Page excerpt >>

★ ★ ★

With St. Patrick's Day approaching, I wanted to look into 18th Century Ireland, and one of is most important national treasures! And what might that be? Well, its Guinness Stout! Though of as the "national" drink of Ireland, it brings the Irish together, with both men and women enjoying it, with rich and poor wanting a glass, said to have health properties, and administered in hospitals at one time as a source of vitamins!
The brewery's founder was Arthur Guinness, son of a land steward, who was employed by the Church of Ireland Archbishop of Cashel. Arthur most have made an impression on the cleric, because, upon his death, he left Arthur 100 pounds in his will! In 1755 Arthur invested the money in a brewery in Leixlip, and partnered up with his brother Richard.
By 1758, Arthur moved to Dublin to brew beer. He signed a 9,000 lease on St. James' gate Brewery for pounds per year. He was so successful that in 1766 he was named the master of the Dublin Corporation of Brewers.
In 1761 he married Olivia Whitmore, and had 21 children with her! Ten survived.
IN 1788 Guinness began producing a dark Porter beer, and had outlets for sale throughout all of Ireland. They say that during the Napoleonic Wars the sale of his Porter increased three-fold. The darker beer was so successful, that lighter ales were dropped.

★ ★ ★

Exercise prompt >>
Carry on the piece about Arthur Guinness and his brewery from where it stops.

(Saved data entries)
★ ★ ★

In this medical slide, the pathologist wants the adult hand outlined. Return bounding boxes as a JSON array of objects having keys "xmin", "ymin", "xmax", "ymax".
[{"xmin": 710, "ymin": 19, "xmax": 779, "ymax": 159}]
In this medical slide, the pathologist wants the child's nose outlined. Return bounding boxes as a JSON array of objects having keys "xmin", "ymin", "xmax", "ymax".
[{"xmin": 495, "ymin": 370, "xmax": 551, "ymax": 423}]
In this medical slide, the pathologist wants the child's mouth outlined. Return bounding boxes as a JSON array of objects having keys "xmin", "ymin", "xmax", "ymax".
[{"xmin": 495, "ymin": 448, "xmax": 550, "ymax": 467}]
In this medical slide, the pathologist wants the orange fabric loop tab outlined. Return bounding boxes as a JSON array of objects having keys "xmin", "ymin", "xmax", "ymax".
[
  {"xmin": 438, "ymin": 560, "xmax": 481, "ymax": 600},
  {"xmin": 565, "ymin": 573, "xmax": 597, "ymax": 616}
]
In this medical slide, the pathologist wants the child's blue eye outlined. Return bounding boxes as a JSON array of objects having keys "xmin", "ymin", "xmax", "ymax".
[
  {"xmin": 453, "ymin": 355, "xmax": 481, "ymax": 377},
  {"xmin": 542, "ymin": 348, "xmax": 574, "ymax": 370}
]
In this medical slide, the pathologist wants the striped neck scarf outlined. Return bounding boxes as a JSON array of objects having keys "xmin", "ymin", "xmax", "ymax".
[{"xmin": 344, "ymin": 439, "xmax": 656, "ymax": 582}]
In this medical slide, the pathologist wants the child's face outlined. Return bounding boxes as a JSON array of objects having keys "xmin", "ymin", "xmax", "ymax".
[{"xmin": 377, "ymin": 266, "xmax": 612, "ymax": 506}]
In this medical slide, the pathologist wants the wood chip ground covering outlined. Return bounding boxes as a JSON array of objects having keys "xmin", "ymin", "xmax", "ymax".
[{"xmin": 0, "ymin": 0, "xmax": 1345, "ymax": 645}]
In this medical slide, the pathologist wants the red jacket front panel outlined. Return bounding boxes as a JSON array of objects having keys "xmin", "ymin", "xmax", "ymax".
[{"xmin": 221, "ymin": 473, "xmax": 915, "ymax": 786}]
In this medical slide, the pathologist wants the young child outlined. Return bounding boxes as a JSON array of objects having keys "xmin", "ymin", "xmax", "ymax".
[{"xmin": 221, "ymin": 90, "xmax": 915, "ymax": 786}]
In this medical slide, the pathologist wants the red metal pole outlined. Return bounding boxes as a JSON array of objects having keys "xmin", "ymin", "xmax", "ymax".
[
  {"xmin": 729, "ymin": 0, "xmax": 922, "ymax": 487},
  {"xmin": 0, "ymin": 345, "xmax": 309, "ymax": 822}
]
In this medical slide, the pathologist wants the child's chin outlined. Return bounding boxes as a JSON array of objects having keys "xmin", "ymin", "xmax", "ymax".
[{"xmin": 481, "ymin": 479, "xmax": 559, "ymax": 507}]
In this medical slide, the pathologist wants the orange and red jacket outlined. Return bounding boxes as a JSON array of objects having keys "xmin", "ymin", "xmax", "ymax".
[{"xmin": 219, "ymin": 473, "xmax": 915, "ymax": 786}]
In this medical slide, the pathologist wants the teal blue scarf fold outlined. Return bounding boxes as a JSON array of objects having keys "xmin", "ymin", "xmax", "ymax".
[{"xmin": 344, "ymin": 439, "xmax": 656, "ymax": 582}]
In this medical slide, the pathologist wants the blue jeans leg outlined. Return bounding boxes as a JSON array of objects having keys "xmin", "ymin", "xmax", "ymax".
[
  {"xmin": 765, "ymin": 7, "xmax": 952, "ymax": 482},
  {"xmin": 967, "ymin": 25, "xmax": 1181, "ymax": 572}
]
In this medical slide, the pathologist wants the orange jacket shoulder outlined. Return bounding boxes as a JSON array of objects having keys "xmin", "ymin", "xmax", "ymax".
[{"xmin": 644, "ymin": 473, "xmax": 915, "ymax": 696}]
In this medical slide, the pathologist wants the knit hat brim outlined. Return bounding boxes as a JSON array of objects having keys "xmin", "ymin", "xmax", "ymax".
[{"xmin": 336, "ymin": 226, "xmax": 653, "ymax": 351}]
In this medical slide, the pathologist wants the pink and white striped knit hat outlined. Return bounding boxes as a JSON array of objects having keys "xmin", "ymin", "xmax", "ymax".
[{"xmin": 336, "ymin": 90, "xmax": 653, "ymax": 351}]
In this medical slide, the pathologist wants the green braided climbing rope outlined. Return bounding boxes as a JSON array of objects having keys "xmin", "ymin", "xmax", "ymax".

★ ★ ★

Output below >>
During the political unrest in the 1790's, he was at odds with the United Irishmen because he supported the Union of Great Britian, and there was talk of a boycott of his black protestant beer. Arthur lived from 1725 - 1803, and was not only an entrepreneur but a philanthropist too.
His family is still held in the highest regard, and known for their charitable works done for their employees, Dubliners and Ireland in general. His descendents have been mayors of Dublin, baronets and peers. DNA testing reveals that the family is closely related to a branch of the MacCartin clan, in the baroney of Kinelarty.
This St. Paddy's Day, don't forget to raise a glass of Guinness. It's got wonderful particular flavor, said to be an acquired taste. I think it's a taste worth the acquiring.